Aufgabe:
Gib den Abschnitt aus dem Text über die Angst um Berlin wieder, der mit den Worten „Die Deutschen befürchten“ einsetzt und mit „Hamburg und München.“ schließt, und tausche dabei „Nürnberg“ gegen „Leipzig“ aus.

Textauszug:
↓

Die deutsche Angst um Berlin

Die Deutschen befürchten Anschläge und pöbelnde Hooligans bei der Fußball-WM 2006. Vor allem Berlin halten sie für gefährdet. Nürnberg wird gar nichts zugetraut

Die Deutschen kennen Berlin schlecht. Und eine weit verbreitete deutsche Reaktion auf Unbekanntes ist: Angst. Restdeutschland hat aber keine Angst vor Berlin, sondern Angst um Berlin. Denn der Stadt wird allerhand zugetraut: Terroranschläge und randalierende Hooligans beim Finale der Fußballweltmeisterschaft 2006 zum Beispiel.

Eine Studie der Universität Hohenheim kommt zu dem Schluss, dass die Deutschen Berlin als besonders gefährlichen Spielort der WM 2006 einschätzen. Etwa 2.400 Menschen in der ganzen Bundesrepublik wurden dazu befragt. Ein Großteil hält demnach Berlin sogar für die weitaus gefährlichste Spielstätte. Abgeschlagen dahinter folgen die Großstädte Frankfurt, Hamburg und München.

Die Angst um Berlin ist kein Wunder, nur die Gründe überraschen. Die Befragten fürchten vor allem Terroranschläge durch religiöse Extremisten. Kurz dahinter rangieren auf der Skala Ausschreitungen durch Alkohol und randalierende Hooligans. Vor allem die Terrorismus-Angst lasse sich mit der „exponierten Rolle Berlins als Bundeshauptstadt“ erklären, so der Leiter der Studie, Professor Markus Voeth.

↑

Datensätze:
↓

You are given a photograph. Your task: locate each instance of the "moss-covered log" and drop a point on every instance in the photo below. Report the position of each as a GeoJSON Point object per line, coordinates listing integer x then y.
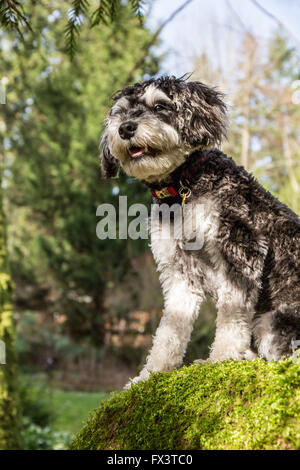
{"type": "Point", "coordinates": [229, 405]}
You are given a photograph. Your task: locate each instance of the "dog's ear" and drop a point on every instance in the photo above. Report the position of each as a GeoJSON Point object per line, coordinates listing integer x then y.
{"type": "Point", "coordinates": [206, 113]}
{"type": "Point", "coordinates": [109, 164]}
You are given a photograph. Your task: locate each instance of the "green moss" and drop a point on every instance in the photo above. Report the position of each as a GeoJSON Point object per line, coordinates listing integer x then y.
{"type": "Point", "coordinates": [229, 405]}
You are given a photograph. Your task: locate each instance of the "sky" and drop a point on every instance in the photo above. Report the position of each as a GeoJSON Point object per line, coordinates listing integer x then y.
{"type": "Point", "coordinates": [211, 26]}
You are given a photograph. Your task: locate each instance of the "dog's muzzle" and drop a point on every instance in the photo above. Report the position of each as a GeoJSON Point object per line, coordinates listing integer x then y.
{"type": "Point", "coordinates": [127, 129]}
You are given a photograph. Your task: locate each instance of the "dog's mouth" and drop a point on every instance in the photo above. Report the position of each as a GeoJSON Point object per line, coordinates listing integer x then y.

↑

Ergebnis:
Die Deutschen befürchten Anschläge und pöbelnde Hooligans bei der Fußball-WM 2006. Vor allem Berlin halten sie für gefährdet. Leipzig wird gar nichts zugetraut

Die Deutschen kennen Berlin schlecht. Und eine weit verbreitete deutsche Reaktion auf Unbekanntes ist: Angst. Restdeutschland hat aber keine Angst vor Berlin, sondern Angst um Berlin. Denn der Stadt wird allerhand zugetraut: Terroranschläge und randalierende Hooligans beim Finale der Fußballweltmeisterschaft 2006 zum Beispiel.

Eine Studie der Universität Hohenheim kommt zu dem Schluss, dass die Deutschen Berlin als besonders gefährlichen Spielort der WM 2006 einschätzen. Etwa 2.400 Menschen in der ganzen Bundesrepublik wurden dazu befragt. Ein Großteil hält demnach Berlin sogar für die weitaus gefährlichste Spielstätte. Abgeschlagen dahinter folgen die Großstädte Frankfurt, Hamburg und München.